**EXERCISE**
Render the stretch of items from the line containing "of the station" through the end as a JSON list of strings, one string per line, leaving out blank lines.

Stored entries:
=====
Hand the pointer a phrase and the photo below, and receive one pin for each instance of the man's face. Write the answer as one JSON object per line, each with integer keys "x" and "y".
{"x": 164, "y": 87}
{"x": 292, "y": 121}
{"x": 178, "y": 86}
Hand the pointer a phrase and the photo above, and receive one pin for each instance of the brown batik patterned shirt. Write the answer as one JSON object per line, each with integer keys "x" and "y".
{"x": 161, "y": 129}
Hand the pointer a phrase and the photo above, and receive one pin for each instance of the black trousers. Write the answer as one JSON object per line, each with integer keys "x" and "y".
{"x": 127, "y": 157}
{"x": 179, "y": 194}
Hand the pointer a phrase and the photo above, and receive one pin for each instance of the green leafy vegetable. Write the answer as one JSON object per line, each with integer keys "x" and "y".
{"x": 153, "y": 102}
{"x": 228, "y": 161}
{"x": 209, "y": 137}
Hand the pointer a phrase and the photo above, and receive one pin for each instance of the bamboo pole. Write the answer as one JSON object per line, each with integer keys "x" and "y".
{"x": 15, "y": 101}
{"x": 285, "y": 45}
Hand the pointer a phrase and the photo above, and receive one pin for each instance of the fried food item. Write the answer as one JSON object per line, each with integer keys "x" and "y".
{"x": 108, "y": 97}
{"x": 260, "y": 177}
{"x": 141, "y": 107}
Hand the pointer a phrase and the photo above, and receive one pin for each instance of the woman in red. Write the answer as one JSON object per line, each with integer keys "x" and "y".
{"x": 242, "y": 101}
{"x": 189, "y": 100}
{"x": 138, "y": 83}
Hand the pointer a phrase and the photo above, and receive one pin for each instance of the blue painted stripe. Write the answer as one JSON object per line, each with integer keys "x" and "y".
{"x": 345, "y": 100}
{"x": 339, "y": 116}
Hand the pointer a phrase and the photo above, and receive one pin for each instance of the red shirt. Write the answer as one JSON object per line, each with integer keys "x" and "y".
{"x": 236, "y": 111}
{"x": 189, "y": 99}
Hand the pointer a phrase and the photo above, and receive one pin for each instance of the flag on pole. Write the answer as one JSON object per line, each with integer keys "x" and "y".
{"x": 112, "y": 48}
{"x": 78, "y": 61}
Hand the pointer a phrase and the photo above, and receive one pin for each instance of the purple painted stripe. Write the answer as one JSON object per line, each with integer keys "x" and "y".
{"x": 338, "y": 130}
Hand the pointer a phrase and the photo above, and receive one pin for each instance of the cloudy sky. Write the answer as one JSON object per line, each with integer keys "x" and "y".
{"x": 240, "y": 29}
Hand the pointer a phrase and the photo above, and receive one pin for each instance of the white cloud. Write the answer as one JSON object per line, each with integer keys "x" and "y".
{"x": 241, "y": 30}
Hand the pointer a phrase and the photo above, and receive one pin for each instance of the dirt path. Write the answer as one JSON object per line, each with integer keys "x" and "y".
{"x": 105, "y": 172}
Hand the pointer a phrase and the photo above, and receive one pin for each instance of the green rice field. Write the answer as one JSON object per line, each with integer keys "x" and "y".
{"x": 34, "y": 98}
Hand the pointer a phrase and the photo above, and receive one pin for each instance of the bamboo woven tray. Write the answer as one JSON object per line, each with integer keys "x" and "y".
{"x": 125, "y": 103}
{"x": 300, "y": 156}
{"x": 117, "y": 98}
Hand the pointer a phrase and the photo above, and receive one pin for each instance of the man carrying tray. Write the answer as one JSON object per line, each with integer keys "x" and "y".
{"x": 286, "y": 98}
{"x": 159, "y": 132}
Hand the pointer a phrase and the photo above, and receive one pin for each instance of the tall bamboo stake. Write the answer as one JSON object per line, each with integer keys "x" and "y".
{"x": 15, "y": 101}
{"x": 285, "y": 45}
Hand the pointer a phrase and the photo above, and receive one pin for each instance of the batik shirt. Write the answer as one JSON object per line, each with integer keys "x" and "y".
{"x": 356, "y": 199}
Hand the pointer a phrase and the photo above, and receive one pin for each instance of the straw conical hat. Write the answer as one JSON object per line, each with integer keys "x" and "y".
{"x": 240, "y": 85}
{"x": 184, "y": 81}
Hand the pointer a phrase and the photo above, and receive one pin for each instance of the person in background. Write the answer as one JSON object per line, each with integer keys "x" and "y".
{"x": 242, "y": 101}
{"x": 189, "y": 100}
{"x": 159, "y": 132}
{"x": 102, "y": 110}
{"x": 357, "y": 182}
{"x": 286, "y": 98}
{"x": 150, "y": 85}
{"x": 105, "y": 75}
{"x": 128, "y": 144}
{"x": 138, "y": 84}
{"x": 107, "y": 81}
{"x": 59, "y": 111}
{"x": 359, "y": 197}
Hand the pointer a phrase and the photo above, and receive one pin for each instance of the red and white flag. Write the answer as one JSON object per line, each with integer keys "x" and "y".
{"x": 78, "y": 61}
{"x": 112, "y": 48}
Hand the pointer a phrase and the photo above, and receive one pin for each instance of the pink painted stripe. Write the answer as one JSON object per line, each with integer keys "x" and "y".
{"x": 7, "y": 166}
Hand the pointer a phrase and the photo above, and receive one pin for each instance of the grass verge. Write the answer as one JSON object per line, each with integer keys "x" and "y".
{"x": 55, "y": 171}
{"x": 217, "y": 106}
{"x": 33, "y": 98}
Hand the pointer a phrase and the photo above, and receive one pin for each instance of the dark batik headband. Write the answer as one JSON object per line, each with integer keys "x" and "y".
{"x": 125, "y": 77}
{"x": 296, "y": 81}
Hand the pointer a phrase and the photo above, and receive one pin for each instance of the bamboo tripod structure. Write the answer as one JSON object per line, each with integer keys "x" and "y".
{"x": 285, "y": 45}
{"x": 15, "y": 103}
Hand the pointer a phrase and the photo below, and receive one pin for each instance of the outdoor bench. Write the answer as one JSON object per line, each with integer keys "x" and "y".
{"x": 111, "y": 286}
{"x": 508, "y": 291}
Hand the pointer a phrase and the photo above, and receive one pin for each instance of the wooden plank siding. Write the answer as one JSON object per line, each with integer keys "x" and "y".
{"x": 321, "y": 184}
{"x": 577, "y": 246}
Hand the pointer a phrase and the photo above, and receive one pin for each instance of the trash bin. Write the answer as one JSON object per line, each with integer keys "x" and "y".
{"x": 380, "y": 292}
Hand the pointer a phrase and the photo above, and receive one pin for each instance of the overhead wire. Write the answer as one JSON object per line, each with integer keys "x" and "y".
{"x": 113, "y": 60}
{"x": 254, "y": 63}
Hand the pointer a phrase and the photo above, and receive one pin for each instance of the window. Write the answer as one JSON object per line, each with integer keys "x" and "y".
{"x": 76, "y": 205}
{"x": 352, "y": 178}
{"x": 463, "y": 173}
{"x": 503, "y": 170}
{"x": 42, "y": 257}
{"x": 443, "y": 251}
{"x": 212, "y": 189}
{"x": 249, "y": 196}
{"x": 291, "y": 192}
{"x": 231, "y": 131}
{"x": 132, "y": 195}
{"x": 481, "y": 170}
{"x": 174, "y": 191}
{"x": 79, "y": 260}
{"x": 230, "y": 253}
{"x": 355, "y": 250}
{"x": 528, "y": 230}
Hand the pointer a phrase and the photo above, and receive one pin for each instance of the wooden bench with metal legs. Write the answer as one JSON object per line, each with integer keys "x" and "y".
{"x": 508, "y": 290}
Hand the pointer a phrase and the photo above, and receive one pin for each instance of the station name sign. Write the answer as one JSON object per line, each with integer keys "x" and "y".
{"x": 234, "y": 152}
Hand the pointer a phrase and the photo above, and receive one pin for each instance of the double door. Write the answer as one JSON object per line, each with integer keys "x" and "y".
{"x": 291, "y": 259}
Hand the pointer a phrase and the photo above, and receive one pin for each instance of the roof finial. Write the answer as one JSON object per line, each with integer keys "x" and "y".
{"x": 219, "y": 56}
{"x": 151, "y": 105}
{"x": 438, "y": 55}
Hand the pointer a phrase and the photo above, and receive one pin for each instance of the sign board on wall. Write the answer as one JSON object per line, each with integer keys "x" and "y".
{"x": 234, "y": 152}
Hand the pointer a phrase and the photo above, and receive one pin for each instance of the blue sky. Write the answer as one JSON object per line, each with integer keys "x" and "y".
=====
**TASK RESPONSE**
[
  "Hand the pointer a phrase and the photo above, and receive one pin for each instance of the station name sign. Write the answer as one JSON object per line, each with integer keys \"x\" and \"y\".",
  "{\"x\": 234, \"y\": 152}",
  "Hand the pointer a phrase and the photo above, and receive one pin for each instance of the double door. Write the answer as one JSON object per line, each with integer keys \"x\" and \"y\".",
  "{\"x\": 291, \"y\": 259}",
  "Hand the pointer a phrase and the photo above, and receive one pin for each instance of the roof finial. Write the answer as one JSON object per line, each with integer keys \"x\" and \"y\".",
  "{\"x\": 219, \"y\": 56}",
  "{\"x\": 151, \"y\": 105}",
  "{\"x\": 438, \"y\": 55}",
  "Hand the pointer a phrase and the photo above, and receive one pin for each instance of the sign board on wall. Write the answer as one JSON object per line, each with integer keys \"x\" and \"y\".",
  "{\"x\": 234, \"y\": 152}",
  "Hand the pointer a phrase and the photo above, and receive one pin for each instance of the blue sky. Write the answer as one JSON object per line, each with integer keys \"x\" and \"y\"."
]